__Written problem__. Gather each line of the data that contains the word "smoke", and list those lines in the order they appear.
-- Begin Data to process --
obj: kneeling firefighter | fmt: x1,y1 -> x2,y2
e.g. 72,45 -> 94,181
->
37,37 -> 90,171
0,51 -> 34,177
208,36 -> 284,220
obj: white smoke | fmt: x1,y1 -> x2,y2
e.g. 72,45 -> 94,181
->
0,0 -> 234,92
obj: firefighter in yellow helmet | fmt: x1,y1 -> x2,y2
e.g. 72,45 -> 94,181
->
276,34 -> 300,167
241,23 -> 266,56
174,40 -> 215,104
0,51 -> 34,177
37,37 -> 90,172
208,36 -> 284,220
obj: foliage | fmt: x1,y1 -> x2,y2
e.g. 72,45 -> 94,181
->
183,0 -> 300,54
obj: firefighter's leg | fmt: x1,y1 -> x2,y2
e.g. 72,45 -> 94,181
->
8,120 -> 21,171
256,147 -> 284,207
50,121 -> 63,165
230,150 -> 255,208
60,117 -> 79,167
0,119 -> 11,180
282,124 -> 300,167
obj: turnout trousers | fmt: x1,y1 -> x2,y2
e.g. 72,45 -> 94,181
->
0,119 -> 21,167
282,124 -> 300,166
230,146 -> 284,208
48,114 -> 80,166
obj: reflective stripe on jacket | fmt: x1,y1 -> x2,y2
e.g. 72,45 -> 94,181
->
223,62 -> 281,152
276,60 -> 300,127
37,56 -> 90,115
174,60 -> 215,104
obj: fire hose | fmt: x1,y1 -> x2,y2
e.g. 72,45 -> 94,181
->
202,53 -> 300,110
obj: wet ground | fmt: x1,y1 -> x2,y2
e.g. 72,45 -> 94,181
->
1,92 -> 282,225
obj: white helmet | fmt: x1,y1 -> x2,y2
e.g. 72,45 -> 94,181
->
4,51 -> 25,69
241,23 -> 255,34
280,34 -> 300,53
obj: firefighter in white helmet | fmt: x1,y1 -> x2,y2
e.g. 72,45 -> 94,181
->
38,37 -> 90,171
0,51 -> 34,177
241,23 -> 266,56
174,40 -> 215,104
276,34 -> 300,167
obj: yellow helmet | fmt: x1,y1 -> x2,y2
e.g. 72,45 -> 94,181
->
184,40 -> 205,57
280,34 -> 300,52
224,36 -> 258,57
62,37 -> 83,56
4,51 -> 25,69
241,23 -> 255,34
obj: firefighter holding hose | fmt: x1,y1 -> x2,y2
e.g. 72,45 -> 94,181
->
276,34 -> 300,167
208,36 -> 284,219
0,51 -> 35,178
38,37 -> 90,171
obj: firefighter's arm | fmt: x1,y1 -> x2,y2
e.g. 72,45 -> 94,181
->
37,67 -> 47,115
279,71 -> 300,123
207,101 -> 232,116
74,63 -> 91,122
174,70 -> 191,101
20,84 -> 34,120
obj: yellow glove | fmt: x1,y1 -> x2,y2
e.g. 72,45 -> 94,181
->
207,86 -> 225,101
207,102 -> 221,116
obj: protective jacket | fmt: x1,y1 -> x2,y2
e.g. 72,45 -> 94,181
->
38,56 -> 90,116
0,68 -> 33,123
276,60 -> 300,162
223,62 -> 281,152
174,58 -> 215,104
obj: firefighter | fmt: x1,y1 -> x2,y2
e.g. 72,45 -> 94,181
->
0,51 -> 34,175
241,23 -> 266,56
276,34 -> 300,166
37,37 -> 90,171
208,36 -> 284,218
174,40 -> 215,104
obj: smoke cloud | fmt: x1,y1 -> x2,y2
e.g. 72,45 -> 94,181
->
-- End Data to process --
__Task response__.
obj: white smoke | fmt: x1,y1 -> x2,y2
obj: smoke cloud | fmt: x1,y1 -> x2,y2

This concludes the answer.